### [ASSIGNMENT A]
According to the phosphatase passage, which cation activates phosphatase 2C (PP2C)?
### [ASSIGNMENT B]
Please rewrite the phosphatase passage starting with "Phosphoprotein phosphatases, which" and going on through "with other proteins.", with "divided" changed to "split".

### [SUPPLIED TEXT]
————

Phosphoprotein Phosphatases (Serine/Threonine)

Phosphoprotein phosphatases, which hydrolyze the phosphoester bonds of phosphoserines, phosphothreonines or phosphotyrosines, play an essential role in signal transduction and actively contribute to the regulation of protein phosphorylation. On the basis of their substrate specificity they are usually divided into phosphoserine and phosphothreonine phosphatases on the one hand, and phosphotyrosine and dual-specificity phosphatases, on the other hand. This division corresponds also to different families of enzymes with different catalytic mechanisms. Genes coding for phosphoserine/threonine phosphatases are less numerous in vertebrate genomes than those for serine /threonine kinases, and the complexity of phosphatases function arises in part from the interactions of catalytic subunits with other proteins.

Prior to the knowledge of their sequence, phosphoserine/threonine phosphatases were classified on the basis of their substrate preference and inhibitor sensitivity. Type 1 protein phosphatases (PP1) dephosphorylate the β-subunit of phosphorylase kinase and are inhibited by phospho-inhibitor-1 and inhibitor-2, whereas type 2 protein phosphatases (PP2) dephosphorylate the α-subunit of phosphorylase kinase and are resistant to the aforementioned inhibitors. Type 2 phosphatases were further divided depending on their divalent cation requirements for full activity: phosphatase 2A (PP2A) does not require such cations, whereas phosphatase 2B (PP2B, also known as calcineurin) and phosphatase 2C (PP2C) are respectively activated by Ca2+ and Mg2+.

Molecular cloning revealed that serine/threonine phosphatases belong to two different families of about a dozen of genes each in mammals: the phosphoprotein phosphatase P (PPP) family includes PP1, PP2A, PP2B, and a few related enzymes, PP4, PP5, PP6 and PP7, while the phosphoprotein phosphatase M family (PPM) includes PP2C and related enzymes. Sequences of the catalytic domains of PPP family phosphatases are highly related to one another. They have been highly conserved during evolution and are homologous in general aspects of their catalytic mechanism to enzymes found in prokaryotes (e.g. phage l phosphatase). PPM phosphatases are found in prokaryotes and eukaryotes, and are numerous in plants. Although PPP and PPM families share no sequence homology, they are both metallo-enzymes and their 3-D structures display some general similarities.

The serine/threonine phosphatases of the PPP family are mostly regulated by protein-protein interactions. Both PP1c and PP2Ac are catalytic subunits that interact with a large number of targeting and regulatory subunits. PP1 is targeted to glycogen particles, myofibrils or dendritic spines by specific subunits and regulated by small proteins controlled by phosphorylation. For example, in basal ganglia neurons, PP1c is inhibited by the phosphorylated form of DARPP-32 (32 kDa dopamine and cAMP-regulated protein) that is regulated by dopamine and several other neurotransmitters. The PP2A catalytic subunit forms heterotrimers with two other subunits and interacts with several inhibitory proteins. In contrast, PP2B (calcineurin) is comprised of an A subunit including the catalytic domain and a B subunit structurally related to calmodulin. Calcineurin is activated by direct Ca2+ binding to calcineurin B and binding of the Ca2+-calmodulin complex to calcineurin A. PP7 is also activated by Ca2+.

————

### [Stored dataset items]
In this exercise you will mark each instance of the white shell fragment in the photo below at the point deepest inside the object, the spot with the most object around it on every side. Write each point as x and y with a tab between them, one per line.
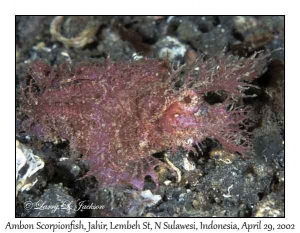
25	156
148	196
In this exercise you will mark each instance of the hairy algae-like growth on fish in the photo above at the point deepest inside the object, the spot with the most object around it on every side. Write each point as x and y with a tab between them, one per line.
118	114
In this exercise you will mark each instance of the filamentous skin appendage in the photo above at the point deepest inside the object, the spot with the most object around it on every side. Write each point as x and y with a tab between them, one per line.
117	114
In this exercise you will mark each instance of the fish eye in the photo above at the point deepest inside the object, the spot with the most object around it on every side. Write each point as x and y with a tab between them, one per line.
187	99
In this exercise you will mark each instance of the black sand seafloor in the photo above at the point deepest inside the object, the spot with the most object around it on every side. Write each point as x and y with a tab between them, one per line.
214	182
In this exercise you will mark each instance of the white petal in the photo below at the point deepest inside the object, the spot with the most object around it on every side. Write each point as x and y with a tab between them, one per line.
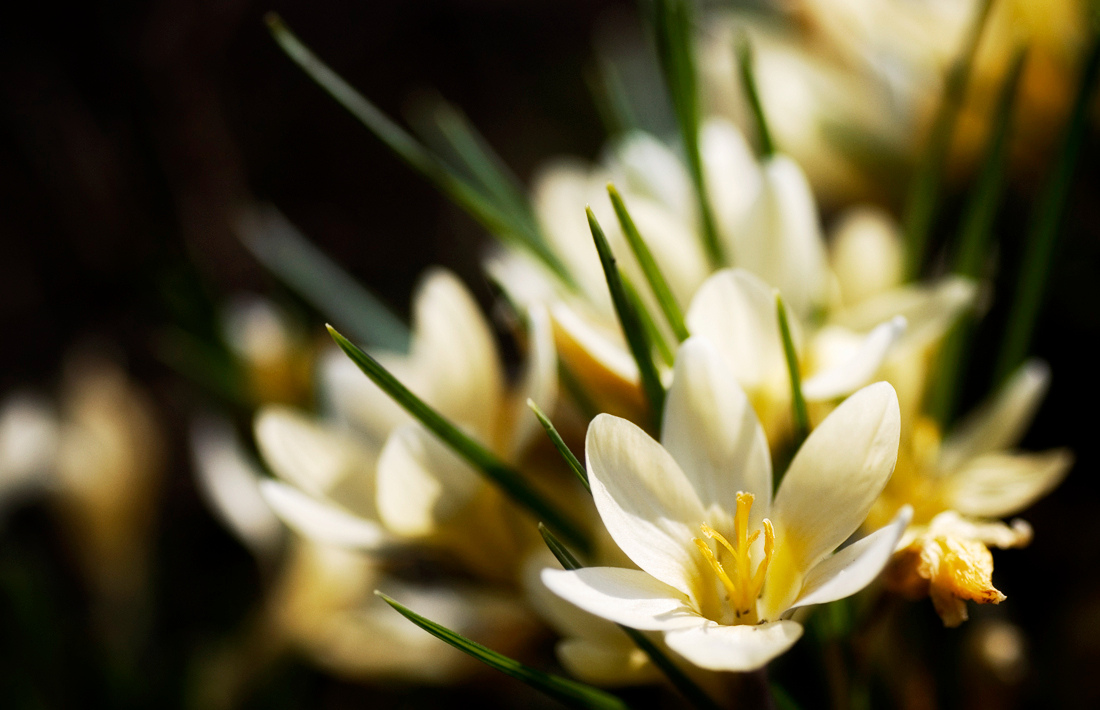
736	312
733	174
866	253
454	350
780	239
230	483
713	433
999	484
1000	423
854	567
314	457
421	483
739	647
647	504
846	378
837	473
649	168
627	597
928	309
319	521
539	381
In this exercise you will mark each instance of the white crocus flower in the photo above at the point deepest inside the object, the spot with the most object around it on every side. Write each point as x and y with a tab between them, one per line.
959	490
386	478
722	564
736	310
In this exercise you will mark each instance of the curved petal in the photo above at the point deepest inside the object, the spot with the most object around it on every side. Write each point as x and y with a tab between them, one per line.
866	253
646	502
836	476
1001	422
854	567
421	483
627	597
454	350
999	484
780	239
713	433
736	312
650	168
314	457
319	521
741	647
859	368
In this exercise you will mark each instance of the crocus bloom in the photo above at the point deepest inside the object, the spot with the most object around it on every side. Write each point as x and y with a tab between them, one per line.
722	564
959	488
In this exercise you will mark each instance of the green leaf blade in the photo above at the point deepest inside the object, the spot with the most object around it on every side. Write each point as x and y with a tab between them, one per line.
1046	226
672	23
571	692
657	282
507	479
559	444
922	204
634	330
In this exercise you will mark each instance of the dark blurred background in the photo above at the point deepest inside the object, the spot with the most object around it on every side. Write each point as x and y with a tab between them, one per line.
130	131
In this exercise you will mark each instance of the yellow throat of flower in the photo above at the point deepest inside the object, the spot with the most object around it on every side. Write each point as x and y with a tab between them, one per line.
743	585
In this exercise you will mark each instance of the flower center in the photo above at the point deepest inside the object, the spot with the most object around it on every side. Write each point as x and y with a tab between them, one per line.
733	563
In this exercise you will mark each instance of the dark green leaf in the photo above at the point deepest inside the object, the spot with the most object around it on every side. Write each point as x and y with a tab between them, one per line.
923	199
674	34
506	478
279	247
1045	227
653	275
634	330
498	219
560	444
975	238
745	62
679	679
575	695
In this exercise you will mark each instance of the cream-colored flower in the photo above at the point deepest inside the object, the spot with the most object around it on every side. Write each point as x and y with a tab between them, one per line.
721	563
959	488
386	477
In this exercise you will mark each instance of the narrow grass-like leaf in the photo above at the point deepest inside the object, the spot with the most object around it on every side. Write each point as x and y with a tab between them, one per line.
573	694
674	34
747	67
498	219
483	460
1045	227
922	203
657	282
473	152
798	402
279	247
679	679
633	328
656	337
560	444
975	237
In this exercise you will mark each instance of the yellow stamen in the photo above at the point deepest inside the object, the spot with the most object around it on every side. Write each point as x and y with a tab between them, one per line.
745	586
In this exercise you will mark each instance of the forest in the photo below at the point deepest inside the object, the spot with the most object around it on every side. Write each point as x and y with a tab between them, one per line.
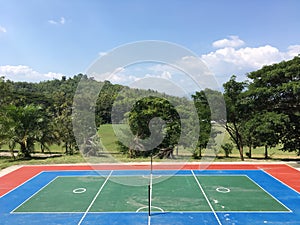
263	110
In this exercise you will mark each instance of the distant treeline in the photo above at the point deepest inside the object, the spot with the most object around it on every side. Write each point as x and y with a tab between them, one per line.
262	111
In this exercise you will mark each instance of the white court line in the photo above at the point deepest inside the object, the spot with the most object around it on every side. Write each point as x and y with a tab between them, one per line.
34	194
208	202
93	201
266	172
269	194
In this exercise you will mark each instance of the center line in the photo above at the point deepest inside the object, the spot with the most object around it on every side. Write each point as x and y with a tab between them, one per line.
212	209
88	209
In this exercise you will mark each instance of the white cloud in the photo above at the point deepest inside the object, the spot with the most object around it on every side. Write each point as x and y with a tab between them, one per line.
60	21
2	29
229	61
233	41
25	73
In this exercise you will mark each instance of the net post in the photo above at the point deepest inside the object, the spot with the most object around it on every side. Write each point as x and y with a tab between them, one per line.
149	200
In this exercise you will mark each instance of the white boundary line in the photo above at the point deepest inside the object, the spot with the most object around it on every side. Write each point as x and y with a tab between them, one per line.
212	209
33	195
269	194
22	184
88	209
266	172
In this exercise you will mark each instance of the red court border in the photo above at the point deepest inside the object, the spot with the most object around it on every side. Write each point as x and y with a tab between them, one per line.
286	174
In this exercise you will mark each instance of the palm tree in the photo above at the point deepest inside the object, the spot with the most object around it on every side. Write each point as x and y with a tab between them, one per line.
25	126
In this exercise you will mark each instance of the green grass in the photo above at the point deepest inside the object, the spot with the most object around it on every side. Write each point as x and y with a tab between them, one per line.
111	153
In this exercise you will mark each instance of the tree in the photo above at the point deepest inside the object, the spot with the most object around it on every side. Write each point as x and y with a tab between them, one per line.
236	112
266	129
276	88
144	122
25	126
204	116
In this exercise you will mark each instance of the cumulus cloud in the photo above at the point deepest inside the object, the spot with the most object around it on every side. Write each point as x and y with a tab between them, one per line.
60	21
227	61
2	29
25	73
233	42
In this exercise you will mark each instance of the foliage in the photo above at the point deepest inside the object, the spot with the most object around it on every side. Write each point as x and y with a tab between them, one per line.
276	89
26	126
206	133
236	115
145	125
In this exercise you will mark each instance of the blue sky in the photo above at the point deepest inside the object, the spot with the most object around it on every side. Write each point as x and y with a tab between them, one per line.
47	39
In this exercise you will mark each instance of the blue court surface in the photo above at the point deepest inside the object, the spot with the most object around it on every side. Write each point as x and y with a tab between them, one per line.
122	197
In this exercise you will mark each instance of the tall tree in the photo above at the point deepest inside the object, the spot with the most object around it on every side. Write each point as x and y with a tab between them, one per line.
24	126
236	112
204	115
276	88
143	126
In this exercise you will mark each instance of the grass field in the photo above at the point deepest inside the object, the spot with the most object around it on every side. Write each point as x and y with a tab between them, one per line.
109	139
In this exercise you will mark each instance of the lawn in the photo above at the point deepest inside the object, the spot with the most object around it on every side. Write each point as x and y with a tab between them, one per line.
111	153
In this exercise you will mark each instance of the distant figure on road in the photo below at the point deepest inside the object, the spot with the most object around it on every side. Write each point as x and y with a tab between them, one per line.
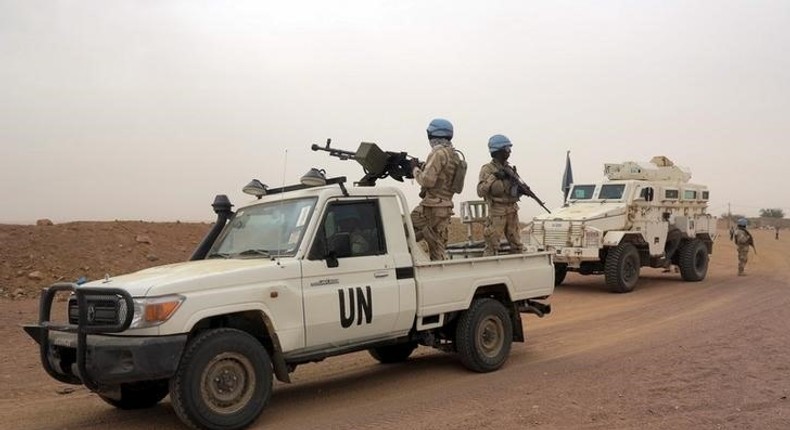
743	239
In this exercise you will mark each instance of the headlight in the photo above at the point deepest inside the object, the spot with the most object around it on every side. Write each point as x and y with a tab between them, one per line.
152	311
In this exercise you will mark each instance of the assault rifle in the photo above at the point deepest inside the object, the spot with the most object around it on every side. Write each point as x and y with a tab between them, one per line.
521	187
376	163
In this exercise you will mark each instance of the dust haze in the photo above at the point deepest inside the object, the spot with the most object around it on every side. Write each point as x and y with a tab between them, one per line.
146	110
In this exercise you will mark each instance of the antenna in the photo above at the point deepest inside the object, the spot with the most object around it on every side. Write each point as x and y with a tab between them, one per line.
282	198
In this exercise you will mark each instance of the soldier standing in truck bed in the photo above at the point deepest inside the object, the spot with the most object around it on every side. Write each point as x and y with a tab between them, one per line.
431	218
498	191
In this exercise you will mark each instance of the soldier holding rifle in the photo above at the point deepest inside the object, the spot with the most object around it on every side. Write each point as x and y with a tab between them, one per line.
498	189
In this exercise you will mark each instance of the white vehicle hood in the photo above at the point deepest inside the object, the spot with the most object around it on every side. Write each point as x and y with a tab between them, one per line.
191	276
584	211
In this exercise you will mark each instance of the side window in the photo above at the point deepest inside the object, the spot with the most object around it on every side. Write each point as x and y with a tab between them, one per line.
646	193
350	229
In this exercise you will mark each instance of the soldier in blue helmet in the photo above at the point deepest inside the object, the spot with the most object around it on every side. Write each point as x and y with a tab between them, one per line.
431	218
743	239
498	191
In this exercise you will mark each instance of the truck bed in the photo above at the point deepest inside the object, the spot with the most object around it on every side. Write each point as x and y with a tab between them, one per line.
447	286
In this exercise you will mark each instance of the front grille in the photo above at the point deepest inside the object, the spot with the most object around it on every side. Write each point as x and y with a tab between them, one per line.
101	310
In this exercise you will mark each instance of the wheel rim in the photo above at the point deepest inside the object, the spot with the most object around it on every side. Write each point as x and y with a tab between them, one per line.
228	383
629	270
491	336
699	263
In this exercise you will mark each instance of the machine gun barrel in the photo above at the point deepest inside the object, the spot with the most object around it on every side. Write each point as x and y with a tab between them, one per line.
375	162
339	153
523	188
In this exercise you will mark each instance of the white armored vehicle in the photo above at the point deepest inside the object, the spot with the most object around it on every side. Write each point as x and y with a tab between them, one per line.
643	215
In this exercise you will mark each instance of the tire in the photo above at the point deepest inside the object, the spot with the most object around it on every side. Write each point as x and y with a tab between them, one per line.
560	270
484	336
693	261
393	353
621	268
223	382
139	395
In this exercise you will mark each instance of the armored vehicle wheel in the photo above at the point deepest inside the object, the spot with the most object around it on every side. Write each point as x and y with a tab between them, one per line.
223	382
393	353
621	269
560	270
139	395
484	335
693	261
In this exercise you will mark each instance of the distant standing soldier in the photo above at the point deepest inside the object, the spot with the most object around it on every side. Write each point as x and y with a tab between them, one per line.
502	196
743	239
431	218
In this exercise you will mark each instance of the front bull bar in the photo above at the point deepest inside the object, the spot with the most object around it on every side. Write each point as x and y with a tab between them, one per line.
40	332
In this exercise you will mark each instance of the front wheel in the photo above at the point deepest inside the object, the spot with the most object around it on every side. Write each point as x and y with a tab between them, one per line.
621	268
223	382
693	261
484	335
139	395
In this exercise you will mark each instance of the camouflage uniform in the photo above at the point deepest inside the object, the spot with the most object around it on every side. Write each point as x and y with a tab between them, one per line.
431	217
743	239
502	210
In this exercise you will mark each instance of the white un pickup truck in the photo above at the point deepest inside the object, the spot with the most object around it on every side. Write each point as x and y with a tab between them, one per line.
301	274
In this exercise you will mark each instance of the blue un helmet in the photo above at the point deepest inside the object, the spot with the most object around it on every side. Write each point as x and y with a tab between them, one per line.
498	142
440	128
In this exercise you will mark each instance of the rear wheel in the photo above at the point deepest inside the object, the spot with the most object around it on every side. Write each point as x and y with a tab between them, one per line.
139	395
621	269
484	336
560	270
693	261
393	353
223	382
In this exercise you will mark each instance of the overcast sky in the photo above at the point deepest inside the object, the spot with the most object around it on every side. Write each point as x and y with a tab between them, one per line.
147	109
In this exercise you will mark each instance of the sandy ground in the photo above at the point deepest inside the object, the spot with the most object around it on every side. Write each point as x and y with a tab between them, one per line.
670	355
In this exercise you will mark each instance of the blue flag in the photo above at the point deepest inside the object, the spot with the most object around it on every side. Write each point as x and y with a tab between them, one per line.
567	177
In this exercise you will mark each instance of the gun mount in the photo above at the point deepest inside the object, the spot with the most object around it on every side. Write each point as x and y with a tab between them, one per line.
375	162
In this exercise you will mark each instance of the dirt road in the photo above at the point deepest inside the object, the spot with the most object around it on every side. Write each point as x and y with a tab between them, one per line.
670	355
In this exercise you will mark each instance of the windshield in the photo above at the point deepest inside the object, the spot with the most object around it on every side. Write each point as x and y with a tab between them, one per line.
265	230
611	192
581	192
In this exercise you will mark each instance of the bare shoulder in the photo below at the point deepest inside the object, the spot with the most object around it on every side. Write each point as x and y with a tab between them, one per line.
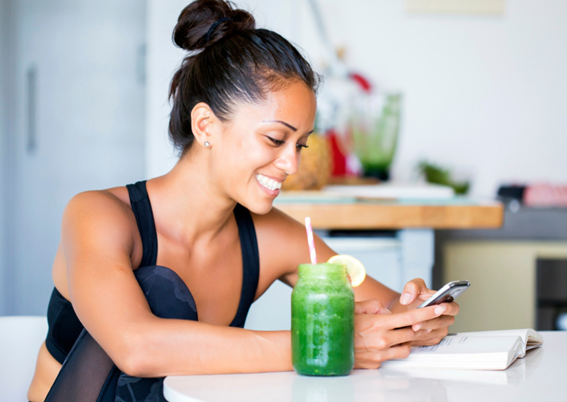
99	216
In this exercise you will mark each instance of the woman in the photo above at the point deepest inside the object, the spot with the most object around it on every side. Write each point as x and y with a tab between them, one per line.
161	274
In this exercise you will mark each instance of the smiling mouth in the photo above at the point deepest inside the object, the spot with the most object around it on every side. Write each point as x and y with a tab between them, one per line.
270	184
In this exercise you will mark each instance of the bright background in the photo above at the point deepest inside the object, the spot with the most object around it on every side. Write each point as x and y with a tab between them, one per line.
483	94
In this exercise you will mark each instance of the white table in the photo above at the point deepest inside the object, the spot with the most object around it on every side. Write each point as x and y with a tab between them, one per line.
540	376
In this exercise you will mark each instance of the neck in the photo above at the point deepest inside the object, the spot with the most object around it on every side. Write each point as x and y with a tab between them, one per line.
190	208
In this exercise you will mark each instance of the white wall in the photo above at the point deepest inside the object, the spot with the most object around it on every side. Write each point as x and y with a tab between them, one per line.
485	94
164	59
89	120
4	144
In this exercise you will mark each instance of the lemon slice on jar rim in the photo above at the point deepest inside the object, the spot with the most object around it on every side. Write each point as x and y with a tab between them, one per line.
355	269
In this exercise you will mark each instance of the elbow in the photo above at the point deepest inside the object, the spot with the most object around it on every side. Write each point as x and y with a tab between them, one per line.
132	360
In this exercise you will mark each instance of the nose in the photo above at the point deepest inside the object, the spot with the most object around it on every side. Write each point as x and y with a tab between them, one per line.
288	160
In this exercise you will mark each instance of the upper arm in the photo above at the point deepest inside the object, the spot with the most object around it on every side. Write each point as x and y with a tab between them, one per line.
97	242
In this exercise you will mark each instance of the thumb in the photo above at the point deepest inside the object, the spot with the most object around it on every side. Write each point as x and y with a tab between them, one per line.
372	306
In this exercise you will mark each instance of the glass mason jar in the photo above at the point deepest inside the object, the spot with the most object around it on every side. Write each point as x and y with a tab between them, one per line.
322	321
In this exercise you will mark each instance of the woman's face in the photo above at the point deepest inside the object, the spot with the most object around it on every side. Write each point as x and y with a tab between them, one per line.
261	145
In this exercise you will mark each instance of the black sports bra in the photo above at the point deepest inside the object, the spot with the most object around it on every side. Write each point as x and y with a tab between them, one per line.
64	325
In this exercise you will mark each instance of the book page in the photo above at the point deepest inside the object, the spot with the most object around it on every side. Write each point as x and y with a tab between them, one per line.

————

### [EXERCISE SOLUTION A]
Mg2+

### [EXERCISE SOLUTION B]
Phosphoprotein phosphatases, which hydrolyze the phosphoester bonds of phosphoserines, phosphothreonines or phosphotyrosines, play an essential role in signal transduction and actively contribute to the regulation of protein phosphorylation. On the basis of their substrate specificity they are usually split into phosphoserine and phosphothreonine phosphatases on the one hand, and phosphotyrosine and dual-specificity phosphatases, on the other hand. This division corresponds also to different families of enzymes with different catalytic mechanisms. Genes coding for phosphoserine/threonine phosphatases are less numerous in vertebrate genomes than those for serine /threonine kinases, and the complexity of phosphatases function arises in part from the interactions of catalytic subunits with other proteins.